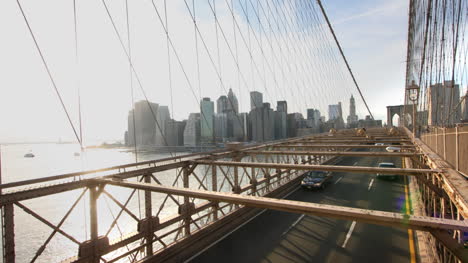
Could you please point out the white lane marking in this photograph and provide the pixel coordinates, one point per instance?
(370, 184)
(348, 235)
(339, 179)
(293, 225)
(245, 223)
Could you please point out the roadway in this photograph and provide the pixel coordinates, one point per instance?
(275, 236)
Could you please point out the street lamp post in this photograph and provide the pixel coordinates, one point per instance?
(413, 95)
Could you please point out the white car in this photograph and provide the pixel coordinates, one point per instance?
(393, 149)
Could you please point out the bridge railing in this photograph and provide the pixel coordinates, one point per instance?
(101, 221)
(442, 195)
(451, 144)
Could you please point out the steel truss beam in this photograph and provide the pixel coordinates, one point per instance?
(330, 168)
(317, 145)
(334, 153)
(333, 211)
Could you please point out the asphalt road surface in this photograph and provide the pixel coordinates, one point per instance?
(286, 237)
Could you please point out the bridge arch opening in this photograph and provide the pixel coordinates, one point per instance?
(396, 119)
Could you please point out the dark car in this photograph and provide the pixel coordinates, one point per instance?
(316, 180)
(387, 176)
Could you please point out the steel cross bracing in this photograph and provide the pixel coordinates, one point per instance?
(213, 192)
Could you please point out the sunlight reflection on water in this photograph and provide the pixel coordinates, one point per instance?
(55, 159)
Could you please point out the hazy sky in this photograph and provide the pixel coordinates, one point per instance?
(372, 34)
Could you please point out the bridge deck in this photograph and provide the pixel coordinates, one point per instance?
(277, 236)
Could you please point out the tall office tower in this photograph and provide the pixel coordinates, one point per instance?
(232, 103)
(256, 100)
(174, 131)
(206, 121)
(192, 130)
(310, 114)
(281, 120)
(221, 127)
(282, 106)
(163, 116)
(130, 135)
(317, 117)
(352, 117)
(335, 112)
(145, 128)
(222, 104)
(464, 108)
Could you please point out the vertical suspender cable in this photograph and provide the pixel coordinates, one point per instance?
(342, 54)
(48, 71)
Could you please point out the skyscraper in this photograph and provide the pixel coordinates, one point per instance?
(206, 120)
(282, 106)
(335, 112)
(192, 130)
(281, 120)
(256, 100)
(163, 116)
(352, 117)
(232, 103)
(145, 128)
(222, 104)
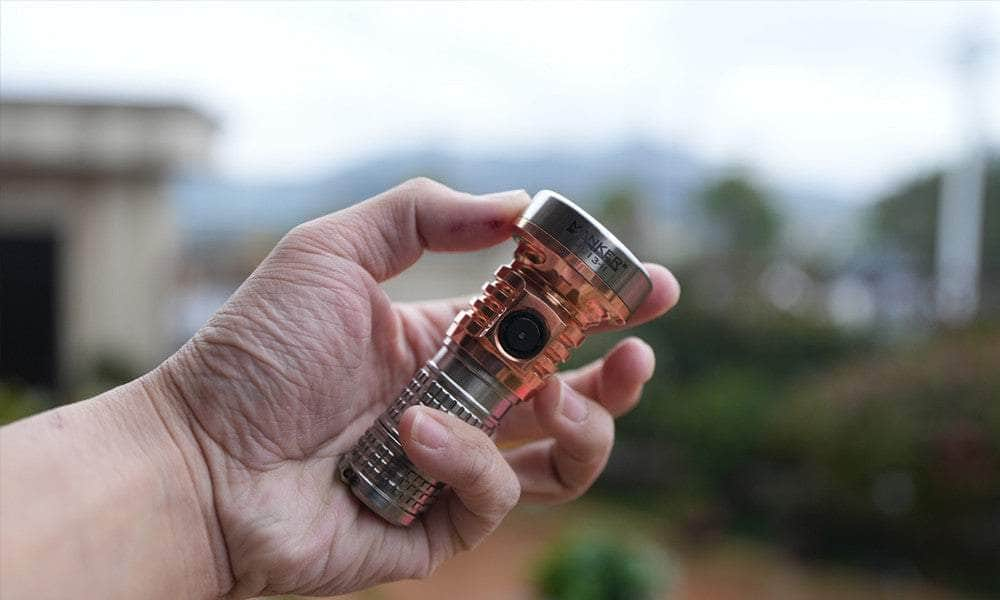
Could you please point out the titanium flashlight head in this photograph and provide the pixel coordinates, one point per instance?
(569, 274)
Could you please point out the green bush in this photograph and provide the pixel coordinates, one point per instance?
(601, 567)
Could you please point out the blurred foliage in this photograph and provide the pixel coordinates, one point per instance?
(745, 214)
(592, 566)
(906, 221)
(832, 443)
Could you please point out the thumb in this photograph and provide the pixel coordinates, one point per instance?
(485, 487)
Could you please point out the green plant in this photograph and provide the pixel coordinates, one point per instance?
(594, 566)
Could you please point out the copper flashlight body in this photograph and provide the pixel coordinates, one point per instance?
(569, 274)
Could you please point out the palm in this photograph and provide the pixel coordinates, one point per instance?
(291, 371)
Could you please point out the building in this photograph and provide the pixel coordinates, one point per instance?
(87, 238)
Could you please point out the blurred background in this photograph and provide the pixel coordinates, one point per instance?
(824, 179)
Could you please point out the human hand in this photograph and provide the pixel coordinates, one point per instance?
(303, 357)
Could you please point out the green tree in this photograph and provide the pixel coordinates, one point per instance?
(745, 214)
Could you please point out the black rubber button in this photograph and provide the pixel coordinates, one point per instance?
(523, 334)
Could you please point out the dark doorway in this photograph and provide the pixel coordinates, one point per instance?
(28, 352)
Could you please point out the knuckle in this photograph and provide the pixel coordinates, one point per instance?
(416, 188)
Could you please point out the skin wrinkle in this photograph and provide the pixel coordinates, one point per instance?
(223, 562)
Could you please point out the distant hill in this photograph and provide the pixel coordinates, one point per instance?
(664, 177)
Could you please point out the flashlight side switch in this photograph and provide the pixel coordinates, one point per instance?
(523, 334)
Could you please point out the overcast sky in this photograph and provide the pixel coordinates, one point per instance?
(848, 96)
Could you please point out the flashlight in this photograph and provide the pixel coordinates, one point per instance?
(569, 274)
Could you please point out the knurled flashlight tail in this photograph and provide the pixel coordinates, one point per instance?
(568, 275)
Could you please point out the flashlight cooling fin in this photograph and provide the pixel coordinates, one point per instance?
(569, 274)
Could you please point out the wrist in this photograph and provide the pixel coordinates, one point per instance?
(184, 462)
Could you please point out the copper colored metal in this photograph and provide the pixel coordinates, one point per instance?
(569, 274)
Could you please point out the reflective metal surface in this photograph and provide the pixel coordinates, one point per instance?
(570, 273)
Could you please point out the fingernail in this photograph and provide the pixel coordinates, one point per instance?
(428, 432)
(502, 195)
(573, 406)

#####

__TASK TO CARRY OUT__. All lines from the one that contains "Could you please point out the black" through the end of the material are to be quoted exactly, with both ends included.

__EXERCISE ANSWER__.
Could you please point out the black rubber button in this photograph and provide the pixel coordinates, one point per instance?
(523, 334)
Could you please point out the dark doorway in this photograph and provide the pixel coordinates, one point per instance?
(28, 352)
Could you please point out the knuckle in this photograph and provide the pixel coordinates, one point per instance?
(416, 188)
Could you please point out the skin wrinkle in this photograph and provide the pixel coordinates, one point per instance?
(223, 562)
Could you please point out the distant hill in this photograph and provide the pixel coordinates, one point per instance?
(664, 177)
Could you please point out the flashlight side switch in this photograph and provide the pixel coordinates, one point per instance?
(523, 334)
Could you please point out the overcast sky in this photograph and provide the pixel coordinates, one point per instance?
(848, 96)
Could you please point out the flashlight in this photograph and provide the pixel coordinates, one point per instance?
(569, 274)
Could you please point out the knurled flashlight tail in this photograph and provide the pixel coordinates, one point per instance?
(568, 275)
Could you please point out the flashlight cooling fin in this photograph and provide the pixel coordinates, one point per instance?
(569, 274)
Could you please point out the wrist in this photograph and provide the pixel coordinates, one point per instance?
(184, 462)
Could you please point out the copper colored metal in this photograph and provide the pixel coordinates, one point per instance?
(569, 274)
Could you please point out the reflective metal surface in this photograph and provide the pixel coordinates, one point per instance?
(570, 273)
Could you please point out the fingernail in this photograph and provide the pixel coordinates, one point per instance?
(428, 432)
(502, 195)
(573, 406)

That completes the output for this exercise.